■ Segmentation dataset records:
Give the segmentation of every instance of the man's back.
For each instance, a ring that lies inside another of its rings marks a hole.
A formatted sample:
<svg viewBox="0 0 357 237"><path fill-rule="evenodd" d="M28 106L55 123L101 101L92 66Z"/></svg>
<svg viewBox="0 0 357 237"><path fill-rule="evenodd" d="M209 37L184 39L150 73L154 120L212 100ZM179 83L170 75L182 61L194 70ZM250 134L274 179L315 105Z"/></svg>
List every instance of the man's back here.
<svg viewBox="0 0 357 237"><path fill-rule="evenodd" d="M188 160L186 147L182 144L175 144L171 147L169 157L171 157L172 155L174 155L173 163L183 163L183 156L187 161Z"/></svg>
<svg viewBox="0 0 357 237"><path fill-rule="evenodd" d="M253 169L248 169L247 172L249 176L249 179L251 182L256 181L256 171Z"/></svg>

■ WHAT TO DO: Reproduce all of the lines above, word for word, without changing anything.

■ COMPLETED EXERCISE:
Give the segmentation of every instance of the man's back.
For each instance, a ring that lies inside another of its rings marks a hole.
A formatted sample:
<svg viewBox="0 0 357 237"><path fill-rule="evenodd" d="M28 106L55 123L101 101L92 66Z"/></svg>
<svg viewBox="0 0 357 237"><path fill-rule="evenodd" d="M209 37L184 39L150 73L154 120L212 100ZM179 83L170 75L182 61L194 70ZM250 134L274 179L315 105Z"/></svg>
List every instance of the man's back here.
<svg viewBox="0 0 357 237"><path fill-rule="evenodd" d="M188 160L186 147L182 144L175 144L171 147L169 157L171 157L172 155L174 155L173 163L183 163L183 156L187 161Z"/></svg>
<svg viewBox="0 0 357 237"><path fill-rule="evenodd" d="M253 169L248 169L247 172L249 176L249 179L251 182L256 181L256 171Z"/></svg>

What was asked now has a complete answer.